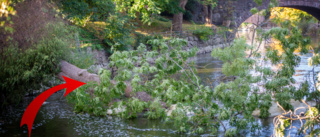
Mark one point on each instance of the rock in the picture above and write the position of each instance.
(189, 112)
(119, 110)
(275, 110)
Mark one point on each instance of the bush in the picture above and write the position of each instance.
(24, 70)
(203, 33)
(187, 15)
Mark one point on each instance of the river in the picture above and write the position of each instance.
(56, 117)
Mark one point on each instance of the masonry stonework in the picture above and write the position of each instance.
(233, 12)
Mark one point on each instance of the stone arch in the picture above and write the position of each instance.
(310, 6)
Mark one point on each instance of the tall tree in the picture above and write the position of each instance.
(178, 17)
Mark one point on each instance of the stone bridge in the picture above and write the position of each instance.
(234, 12)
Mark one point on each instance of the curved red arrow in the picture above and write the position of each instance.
(34, 106)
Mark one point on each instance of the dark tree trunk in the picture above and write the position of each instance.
(208, 14)
(178, 18)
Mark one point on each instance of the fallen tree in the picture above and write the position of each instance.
(83, 75)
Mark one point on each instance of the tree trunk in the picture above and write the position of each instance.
(208, 14)
(83, 75)
(178, 18)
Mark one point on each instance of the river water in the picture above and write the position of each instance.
(56, 117)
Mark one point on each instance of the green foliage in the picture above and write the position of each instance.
(117, 32)
(81, 11)
(24, 70)
(133, 107)
(81, 59)
(146, 8)
(155, 110)
(140, 38)
(162, 19)
(203, 33)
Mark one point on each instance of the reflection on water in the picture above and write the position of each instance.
(56, 118)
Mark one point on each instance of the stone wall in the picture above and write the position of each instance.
(232, 13)
(205, 46)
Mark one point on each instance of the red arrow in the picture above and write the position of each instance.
(34, 106)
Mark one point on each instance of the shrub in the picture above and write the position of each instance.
(203, 33)
(24, 70)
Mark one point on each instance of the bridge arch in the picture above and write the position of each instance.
(310, 6)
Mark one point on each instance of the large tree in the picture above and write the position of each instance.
(178, 17)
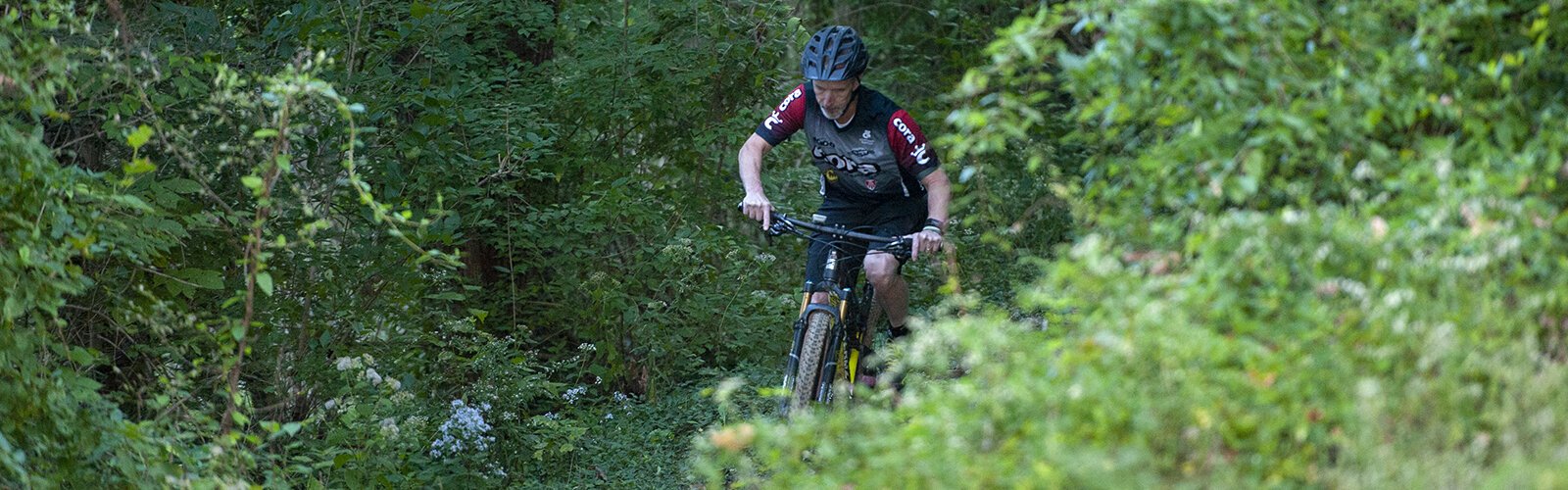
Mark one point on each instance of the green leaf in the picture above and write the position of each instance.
(140, 137)
(182, 185)
(266, 281)
(138, 167)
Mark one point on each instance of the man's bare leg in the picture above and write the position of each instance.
(893, 292)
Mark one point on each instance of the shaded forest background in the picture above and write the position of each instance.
(384, 244)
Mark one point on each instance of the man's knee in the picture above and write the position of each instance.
(880, 268)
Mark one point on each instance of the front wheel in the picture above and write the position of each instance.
(812, 346)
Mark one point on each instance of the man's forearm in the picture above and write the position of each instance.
(938, 193)
(752, 164)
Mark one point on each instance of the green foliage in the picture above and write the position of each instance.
(1319, 249)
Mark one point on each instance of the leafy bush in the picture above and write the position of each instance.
(1317, 249)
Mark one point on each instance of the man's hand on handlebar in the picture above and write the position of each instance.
(758, 208)
(925, 240)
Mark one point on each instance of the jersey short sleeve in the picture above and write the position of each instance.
(786, 118)
(909, 146)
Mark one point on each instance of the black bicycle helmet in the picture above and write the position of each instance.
(833, 54)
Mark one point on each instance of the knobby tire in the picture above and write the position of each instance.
(811, 349)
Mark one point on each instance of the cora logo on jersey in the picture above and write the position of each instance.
(908, 135)
(776, 117)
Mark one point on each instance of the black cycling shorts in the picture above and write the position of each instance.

--*--

### Activity
Print the entries again exactly as they appear above. Do not print the pictures.

### Solution to this task
Mark one point on each instance of the rock in the picture above and write the position of each instance.
(189, 112)
(119, 110)
(275, 110)
Mark one point on each instance of the bush in the picture above and write the position of each instance.
(24, 70)
(203, 33)
(187, 15)
Mark one point on each instance of the river in the picture above and write the position of each instance.
(56, 117)
Mark one point on each instance of the masonry stonework in the picture above and write the position of each instance.
(233, 12)
Mark one point on each instance of the stone arch in the picture above and write the position of each instance.
(310, 6)
Mark one point on each instance of the tall tree in the picture above and write the position of each instance.
(178, 17)
Mark one point on each instance of the stone bridge in the picture above and write the position of each instance.
(234, 12)
Mark one point on each instance of the curved red arrow in the picture above and write the position of each instance.
(34, 106)
Mark one point on each instance of the dark tree trunk in the picture above and write the position of each instance.
(208, 14)
(178, 18)
Mark one point on each instance of the fallen tree in the picture above and write the position of each instance.
(83, 75)
Mark one point on each instance of the tree trunk in the picture above and write the position of each instance.
(208, 14)
(83, 75)
(178, 18)
Mark one point on each instance of the river water in the picture above and write the position of each instance.
(56, 117)
Mark one point on each instance of the green foliage in the picture above and write the position of each instance.
(117, 32)
(81, 11)
(24, 70)
(133, 107)
(81, 59)
(146, 8)
(155, 110)
(140, 38)
(162, 19)
(203, 33)
Mark one point on each instance of the reflection on water in the picture above and write the position of each instance.
(56, 118)
Mark one point on each instance of the stone wall in the picture above and write the position of each instance.
(232, 13)
(205, 46)
Mark one point on each instance of the red arrow in the picture above and write the position of each instance.
(34, 106)
Mark one point on each instance of the shrub in the picture above and write the position of each instance.
(203, 33)
(24, 70)
Mark one point on each instance of the bridge arch in the picture above and write the position of each instance.
(310, 6)
Mark one point on each instance of the large tree in the picture above and write the position of each instance.
(178, 17)
Mark one point on each instance of the green leaf in the picture above and write the position of each instance.
(140, 137)
(182, 185)
(266, 281)
(138, 167)
Mark one point on each instance of the man's bare leg in the picture above and write the position of each instance.
(893, 292)
Mark one point on each instance of the shaded forest background in the picture above and write the position of each instance.
(384, 244)
Mark one point on each instance of the man's knee in the picture above and write the position of each instance.
(880, 268)
Mark one point on each instance of the front wheel in the picture above and write the position of each instance.
(812, 346)
Mark one point on each instance of the man's forearm in the picture above and write the position of each instance.
(938, 193)
(752, 164)
Mark one point on each instance of the green foliage in the picture above and write the position of each instance.
(1319, 249)
Mark one point on each instance of the leafy bush in the picture above and write the position of each instance.
(1317, 249)
Mark one point on each instance of the man's hand on handlebar in the picture above and write the position of each instance.
(758, 208)
(925, 240)
Mark one point on each instance of the jersey short sleeve in the picture above and write the position of each instance.
(786, 118)
(909, 146)
Mark one point on each instance of the black bicycle helmet in the picture above and write the position of each instance.
(833, 54)
Mark one point on each instance of the knobby tire in the picture above and write the position of each instance.
(811, 349)
Mark one point on each instance of the cora logo on jersey in the picture above and write the position of each instance.
(908, 135)
(776, 117)
Mark one point on each instance of the black cycling shorts in the picture above and write the position of each instance.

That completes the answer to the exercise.